Task prompt:
Continue the essay below on whether business intelligence is dead, starting right after its last sentence.

## begin Document passage

Is BI dead?

On dismantling data's ship of Theseus.

Sep 17, 2021

In early 2000, Salesforce launched its inaugural product at an event called “The End of Software.” When attendees arrived, they were greeted by a mascot—it was more of a no smoking sign with Mickey Mouse hands and feet than the sort of jolly character you’d see at a college basketball game—that told them they’d arrived in the software-free section of San Francisco. Before taking their seats, guests had to wind through a house of software horrors, full of screaming salespeople.

It was, to say the least, an odd way for a software company to introduce itself. But twenty-one years, $26 billion in annual revenue, and a jumbotron in the San Francisco skyline later, you’d have to say the introduction worked.

It worked so well, in fact, that those of us looking back have a hard time making sense of it. Why would a company have such apparent disdain for the exact thing it’s selling?

In a word, connotations. Before Salesforce’s launch, software—and in particular, enterprise software—wasn’t just a computer program; it was also the frustrating and ugly work necessary to buy and run it.1 At that time, a decade or so into the IT revolution, the promise of what software could be was undercut by what it actually was: a painful buying cycle from enterprise sales teams; a long installation and rollout process; ongoing administration and management; tightrope walks of rolling upgrades. Though IT teams bought perpetual licenses, they still paid a recurring cost of toil and constant trouble.

Salesforce promised something different. They promised software, without the baggage. They promised software that you “didn’t have to touch;” you just sign up and use it.

In other words, the “end of software” wasn’t about getting rid of software; it was about getting rid of the associations people had with it. Salesforce’s ambition wasn’t to provide better answers to common questions like, “what kind of hardware do I need to run this software?” and “what is the cost of upgrading to the new version?” They wanted people to stop asking these questions entirely.

And today, we don’t. Yes, we have plenty of frustrations with software—we have too much of it; it’s eating our world; it’s eating our soul—but many of us barely remember (or never even knew about) the problems Salesforce wanted to solve. Software, as it was understood in 1999, started to end in 2000, just as Salesforce said it would.

The End of BI

The literal definition of business intelligence is vague, but, like software, it’s also taken on a lot of connotations. A BI tool should bring together data from a variety of business sources; it should manage and govern that data so that people can consistently make sense of it; it should make it easy for anyone to self-serve data (whatever that means); it should drive “actionable insights;” it should help companies regularly report on how different business units are performing; it should make dashboards discoverable; there should be graphs.

## end Document passage
## begin Material provided

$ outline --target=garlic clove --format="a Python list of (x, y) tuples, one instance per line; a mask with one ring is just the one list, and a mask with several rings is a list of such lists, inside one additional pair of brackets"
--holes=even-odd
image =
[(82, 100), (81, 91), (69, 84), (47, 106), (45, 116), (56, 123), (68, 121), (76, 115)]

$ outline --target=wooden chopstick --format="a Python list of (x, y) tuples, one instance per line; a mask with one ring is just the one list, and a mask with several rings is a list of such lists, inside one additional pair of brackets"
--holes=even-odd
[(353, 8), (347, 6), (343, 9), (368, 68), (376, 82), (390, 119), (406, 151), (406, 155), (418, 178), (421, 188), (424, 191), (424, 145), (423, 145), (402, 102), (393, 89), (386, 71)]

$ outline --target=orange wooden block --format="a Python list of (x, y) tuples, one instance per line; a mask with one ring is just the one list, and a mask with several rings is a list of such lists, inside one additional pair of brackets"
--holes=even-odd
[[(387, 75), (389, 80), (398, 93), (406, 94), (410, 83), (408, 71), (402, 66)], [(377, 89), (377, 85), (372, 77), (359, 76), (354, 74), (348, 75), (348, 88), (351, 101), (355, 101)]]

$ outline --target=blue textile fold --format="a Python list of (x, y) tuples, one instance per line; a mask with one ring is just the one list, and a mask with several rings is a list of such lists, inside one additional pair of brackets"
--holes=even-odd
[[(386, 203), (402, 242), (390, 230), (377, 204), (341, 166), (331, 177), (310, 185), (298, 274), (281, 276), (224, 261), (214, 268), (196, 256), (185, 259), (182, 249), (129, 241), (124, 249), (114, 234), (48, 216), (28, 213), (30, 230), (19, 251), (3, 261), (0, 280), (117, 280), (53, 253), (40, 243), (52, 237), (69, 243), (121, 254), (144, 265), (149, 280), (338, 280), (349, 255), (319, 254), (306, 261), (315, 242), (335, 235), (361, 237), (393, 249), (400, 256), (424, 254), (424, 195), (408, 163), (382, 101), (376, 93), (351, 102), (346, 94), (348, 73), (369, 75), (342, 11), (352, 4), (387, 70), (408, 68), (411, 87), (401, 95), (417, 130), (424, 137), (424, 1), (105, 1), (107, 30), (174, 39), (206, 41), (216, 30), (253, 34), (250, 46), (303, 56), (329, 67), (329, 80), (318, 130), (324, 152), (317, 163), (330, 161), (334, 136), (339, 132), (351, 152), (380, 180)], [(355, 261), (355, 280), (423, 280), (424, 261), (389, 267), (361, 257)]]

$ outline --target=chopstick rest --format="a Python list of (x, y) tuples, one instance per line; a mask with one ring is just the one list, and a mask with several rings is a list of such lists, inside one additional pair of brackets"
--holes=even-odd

## end Material provided

Exercise result:
Many of these connotations were created by early BI tools—tools that were, as software was twenty years ago, heavy and complex. Microstrategy and BusinessObjects, for example, ingested data from a range of data sources into their own storage systems. They each had semantic layers for creating OLAP cubes, transforming raw data into neatly governed datasets. They offered a range of analytical tools for creating reports and dashboards. And they built ways to distribute data around an organization.

Over the last decade, many of these early BI functions have been stripped out of BI and relaunched as independent products. (Add “the unbundling of BI” to the long list of ways that you could define the modern data stack.) Looker, a modern BI tool, doesn’t come with a warehouse and didn’t build data connectors.2 Many customers have replaced parts of Looker’s semantic layer (persistently derived tables, or PDTs) with dbt; other parts could be replaced by a metrics layer. Operational analytics tools take care of distributing data into other systems, and data discovery platforms handle content management. Just as the cloud rewrote our expectations of what software is and what it isn’t, the modern data stack is slowly rewriting our expectations of BI.

But the analogy with Salesforce breaks down in at least one very important way: Once you made it through the maze of software horrors at Salesforce’s launch event, you were presented with a vision for what was coming next. Marc Benioff wasn’t just there to tell you software was dead; he was there to show you how it would be reborn.

In BI’s case, we’ve only done the former. The splinter of the modern data stack that we call BI is diminished, but mostly unchanged. It’s as though we took our definition of BI from twenty years ago and started crossing off clauses, until we’re left with “visualization and reporting.”

Among the rest of the layers of data stack, it’s an odd anachronism. When we spun off data ingestion, we modernized it: It’s ELT, not ETL. The same is true for warehousing (split storage from compute, among other things), transformation (SQL-based and version controlled, not a GUI), and discovery (automate it based on usage). But our modernization of BI has mostly been ripping it apart, and leaving the remaining fragment unchanged.

If we did change it, what might it be? If we were standing at the end of a labyrinth of BI medusas, what vision would we present? More audaciously, what should our ambition be?3

To play Benioff4 for a minute, BI tools should aspire to do one thing, and do it completely: They should be the universal tool for people to consume and make sense of data. If you—an analyst, an executive, or any person in between—have a question about data, your BI tool should have the answer.

BI should include only consumption

This has a few implications, and while most aren’t controversial—BI shouldn’t handle data ingestion and storage, for instance—two might be.

First, companies use data in operational ways that go beyond people looking at charts. For example, they automate marketing campaigns and build in-product machine learning models. BI should leave these problems to other tools.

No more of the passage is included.